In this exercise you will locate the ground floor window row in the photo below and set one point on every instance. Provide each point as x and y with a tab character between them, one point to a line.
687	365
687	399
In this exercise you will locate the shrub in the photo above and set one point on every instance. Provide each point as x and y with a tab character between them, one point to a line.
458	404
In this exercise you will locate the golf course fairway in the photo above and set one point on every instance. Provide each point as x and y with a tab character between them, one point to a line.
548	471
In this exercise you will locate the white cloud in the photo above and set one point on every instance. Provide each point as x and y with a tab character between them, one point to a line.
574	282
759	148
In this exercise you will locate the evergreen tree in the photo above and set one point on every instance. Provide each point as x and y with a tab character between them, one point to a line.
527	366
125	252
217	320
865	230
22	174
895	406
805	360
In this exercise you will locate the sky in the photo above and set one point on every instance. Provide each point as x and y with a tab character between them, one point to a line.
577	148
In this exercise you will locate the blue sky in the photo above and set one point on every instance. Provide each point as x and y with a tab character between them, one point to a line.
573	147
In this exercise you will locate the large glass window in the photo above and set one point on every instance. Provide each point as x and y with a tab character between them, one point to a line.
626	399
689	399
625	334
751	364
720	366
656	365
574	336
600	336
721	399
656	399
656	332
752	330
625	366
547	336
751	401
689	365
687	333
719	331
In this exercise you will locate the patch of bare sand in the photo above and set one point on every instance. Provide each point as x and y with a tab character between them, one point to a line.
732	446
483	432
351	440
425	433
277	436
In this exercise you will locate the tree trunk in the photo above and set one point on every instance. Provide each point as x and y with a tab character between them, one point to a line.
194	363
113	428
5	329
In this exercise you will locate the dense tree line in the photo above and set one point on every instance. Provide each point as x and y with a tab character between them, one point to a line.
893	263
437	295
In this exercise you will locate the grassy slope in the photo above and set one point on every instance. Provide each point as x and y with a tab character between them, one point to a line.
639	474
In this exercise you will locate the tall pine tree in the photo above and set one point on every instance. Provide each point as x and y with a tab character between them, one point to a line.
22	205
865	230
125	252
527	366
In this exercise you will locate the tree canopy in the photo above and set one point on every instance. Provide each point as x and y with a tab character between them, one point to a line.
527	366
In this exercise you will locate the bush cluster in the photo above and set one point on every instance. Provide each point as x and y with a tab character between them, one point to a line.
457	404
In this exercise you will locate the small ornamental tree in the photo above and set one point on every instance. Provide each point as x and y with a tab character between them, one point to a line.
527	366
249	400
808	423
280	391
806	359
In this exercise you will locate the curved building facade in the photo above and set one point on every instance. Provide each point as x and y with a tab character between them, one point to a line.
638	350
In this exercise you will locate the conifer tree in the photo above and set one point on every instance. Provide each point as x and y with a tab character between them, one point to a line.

Enunciado -
Reescreva as linhas a partir da que contém "In this exercise you will locate the bush" até a última linha, trocando "curved building facade" por "rounded building front". Mantenha todo o resto igual.

Resolução -
In this exercise you will locate the bush cluster in the photo above and set one point on every instance. Provide each point as x and y with a tab character between them, one point to a line.
457	404
In this exercise you will locate the small ornamental tree in the photo above and set one point on every instance. Provide each point as x and y with a tab character between them, one point to a line.
527	366
249	400
808	423
280	391
806	359
In this exercise you will locate the rounded building front in the photo above and set one point on every instance. Provide each point as x and y with a tab character between them, one point to a line.
638	350
In this exercise you will locate the conifer tree in the photo above and set one point on every instance. Provide each point as x and y with a tab character between them, one point to a line.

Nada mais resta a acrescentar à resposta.